▶ _WRITTEN TASK_
Starting with the line containing "Guideline: for every instance of the metal" and going on through the end of the listing, recast it as a two-column CSV with the columns text and answer. Give one row for each text and its answer, with each value in a single quoted field and line breaks replaced by spaces.
>> Begin
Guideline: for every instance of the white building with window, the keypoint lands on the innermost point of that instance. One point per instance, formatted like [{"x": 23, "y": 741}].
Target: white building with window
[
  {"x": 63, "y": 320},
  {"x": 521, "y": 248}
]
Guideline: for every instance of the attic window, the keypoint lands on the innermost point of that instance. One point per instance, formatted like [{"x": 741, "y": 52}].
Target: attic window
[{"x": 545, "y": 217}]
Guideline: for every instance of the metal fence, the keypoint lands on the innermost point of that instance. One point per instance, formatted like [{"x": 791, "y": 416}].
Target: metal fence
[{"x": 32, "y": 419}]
>> End
▶ _SOLUTION BELOW_
text,answer
"Guideline: for every instance of the metal fence, the keypoint lands on the innermost point of that instance. One point per instance, formatted like [{""x"": 791, ""y"": 416}]. Target: metal fence","[{""x"": 32, ""y"": 419}]"